### SET TASK
Reproduce the items below, renaming "integer pixel values" as "whole-number pixel coordinates" wherever it occurs and leaving everything else unchanged.

-- START SUPPLIED DATA --

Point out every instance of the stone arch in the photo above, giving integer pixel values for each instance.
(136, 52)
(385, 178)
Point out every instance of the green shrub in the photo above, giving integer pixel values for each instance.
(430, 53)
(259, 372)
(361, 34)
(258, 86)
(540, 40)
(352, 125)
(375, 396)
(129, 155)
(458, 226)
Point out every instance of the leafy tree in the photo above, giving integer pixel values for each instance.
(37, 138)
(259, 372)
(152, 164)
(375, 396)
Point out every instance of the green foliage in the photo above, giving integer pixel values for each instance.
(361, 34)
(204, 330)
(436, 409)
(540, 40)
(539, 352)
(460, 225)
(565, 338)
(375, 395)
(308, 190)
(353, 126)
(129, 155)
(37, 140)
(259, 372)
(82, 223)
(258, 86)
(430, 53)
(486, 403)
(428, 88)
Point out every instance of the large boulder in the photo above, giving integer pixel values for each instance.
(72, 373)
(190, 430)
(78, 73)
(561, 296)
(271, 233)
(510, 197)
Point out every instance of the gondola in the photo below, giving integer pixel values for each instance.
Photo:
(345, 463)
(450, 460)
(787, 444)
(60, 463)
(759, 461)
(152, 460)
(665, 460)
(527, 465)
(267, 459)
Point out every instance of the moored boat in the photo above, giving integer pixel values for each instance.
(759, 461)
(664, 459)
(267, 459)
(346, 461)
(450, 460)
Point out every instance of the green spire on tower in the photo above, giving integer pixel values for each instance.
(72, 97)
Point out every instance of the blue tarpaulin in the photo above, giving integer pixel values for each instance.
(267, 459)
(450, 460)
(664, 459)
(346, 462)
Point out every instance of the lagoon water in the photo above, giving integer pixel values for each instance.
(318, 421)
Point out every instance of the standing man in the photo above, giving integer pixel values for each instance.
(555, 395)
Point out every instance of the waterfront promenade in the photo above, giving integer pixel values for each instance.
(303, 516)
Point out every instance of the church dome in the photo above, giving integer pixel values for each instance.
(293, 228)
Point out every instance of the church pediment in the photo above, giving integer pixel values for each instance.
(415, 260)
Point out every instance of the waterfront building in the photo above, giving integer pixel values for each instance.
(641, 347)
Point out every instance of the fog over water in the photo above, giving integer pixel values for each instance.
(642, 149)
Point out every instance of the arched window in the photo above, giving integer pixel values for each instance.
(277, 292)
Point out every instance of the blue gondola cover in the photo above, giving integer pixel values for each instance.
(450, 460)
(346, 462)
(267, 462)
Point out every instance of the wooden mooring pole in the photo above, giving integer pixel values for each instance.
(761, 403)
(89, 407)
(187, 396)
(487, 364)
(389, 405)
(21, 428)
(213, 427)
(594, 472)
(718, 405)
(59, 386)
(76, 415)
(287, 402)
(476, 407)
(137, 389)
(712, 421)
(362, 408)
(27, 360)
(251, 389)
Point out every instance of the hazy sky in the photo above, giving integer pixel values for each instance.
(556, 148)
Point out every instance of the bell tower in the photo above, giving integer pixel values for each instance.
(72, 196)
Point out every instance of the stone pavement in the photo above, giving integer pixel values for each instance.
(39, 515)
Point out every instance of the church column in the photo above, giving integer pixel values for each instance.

-- END SUPPLIED DATA --

### EXERCISE RESPONSE
Point out every instance of the stone arch in the photo above, giving whole-number pixel coordinates for each instance.
(136, 52)
(385, 178)
Point out every instance of the green shrub in the photo above, giving whole-number pixel coordinates for each instance.
(430, 53)
(259, 372)
(361, 34)
(258, 86)
(540, 40)
(352, 125)
(375, 396)
(129, 155)
(458, 226)
Point out every instance of the leafy tree in the photo above, giving whole-number pixel coordinates for each instance.
(37, 138)
(259, 372)
(152, 164)
(375, 396)
Point out every instance of the green foliage in the photo above, giving whole-number pixel coordinates for each instance.
(361, 34)
(204, 330)
(436, 409)
(540, 40)
(539, 352)
(460, 225)
(565, 338)
(375, 395)
(308, 190)
(353, 126)
(129, 155)
(37, 140)
(259, 372)
(82, 223)
(258, 86)
(430, 53)
(486, 403)
(428, 88)
Point out every instance of the large boulder in the photo above, giving whole-number pixel coordinates for each instance.
(72, 373)
(190, 430)
(78, 73)
(561, 296)
(271, 233)
(510, 197)
Point out every instance of the gondola in the photo below, giving whole-number pixel coordinates for each instance.
Photo:
(345, 463)
(450, 460)
(787, 444)
(60, 463)
(759, 461)
(152, 460)
(665, 460)
(527, 465)
(267, 459)
Point out every instance of the moored boat in the photo above, giving whole-number pixel coordinates for each instance.
(759, 461)
(664, 459)
(267, 459)
(346, 461)
(450, 460)
Point out every instance of the green spire on tower in the photo above, giving whole-number pixel coordinates for each instance.
(72, 97)
Point out every instance of the blue tarpaulin in the photo above, giving whole-number pixel coordinates for each instance.
(267, 459)
(450, 460)
(664, 459)
(346, 462)
Point out every instance of the lagoon water in the photo above, giving whole-number pixel coordinates for each instance.
(318, 421)
Point out every instance of the standing man in the photo above, giving whole-number pixel coordinates for each instance.
(555, 395)
Point out every instance of the waterfront promenade in the photo above, giving whole-number pixel coordinates for each instance.
(303, 516)
Point out every instance of the church dome in the photo above, giving whole-number pixel coordinates for each instance.
(293, 228)
Point out every instance of the church pediment in the photo above, giving whole-number pixel coordinates for each instance.
(415, 260)
Point out every instance of the waterfront building in the photo above, giving whole-number pixel coordinates for each instance.
(641, 347)
Point out every instance of the fog over water in the photo above, giving whole-number pixel coordinates for each instance.
(642, 149)
Point out every instance of the arched window in the photo above, giving whole-number pixel coordinates for each instance.
(277, 292)
Point out every instance of the blue gondola cover in the photo above, giving whole-number pixel coordinates for each instance.
(450, 460)
(346, 462)
(267, 462)
Point out every instance of the wooden mooring pole in the photo above, giving whole-number pixel coordinates for each instance.
(761, 403)
(89, 407)
(187, 396)
(487, 364)
(389, 405)
(21, 428)
(213, 427)
(594, 472)
(718, 405)
(59, 386)
(76, 415)
(287, 402)
(476, 407)
(137, 389)
(712, 421)
(362, 408)
(27, 360)
(251, 389)
Point out every instance of the hazy sky in the photo above, giving whole-number pixel coordinates for each instance.
(556, 148)
Point out every instance of the bell tower in the photo above, giving whole-number pixel coordinates for each instance.
(72, 196)
Point out every instance of the stone pavement in the photo above, giving whole-number pixel coordinates for each instance.
(39, 515)
Point out every instance of the church column in the photo above, giving whole-number pixel coordinates for each instance.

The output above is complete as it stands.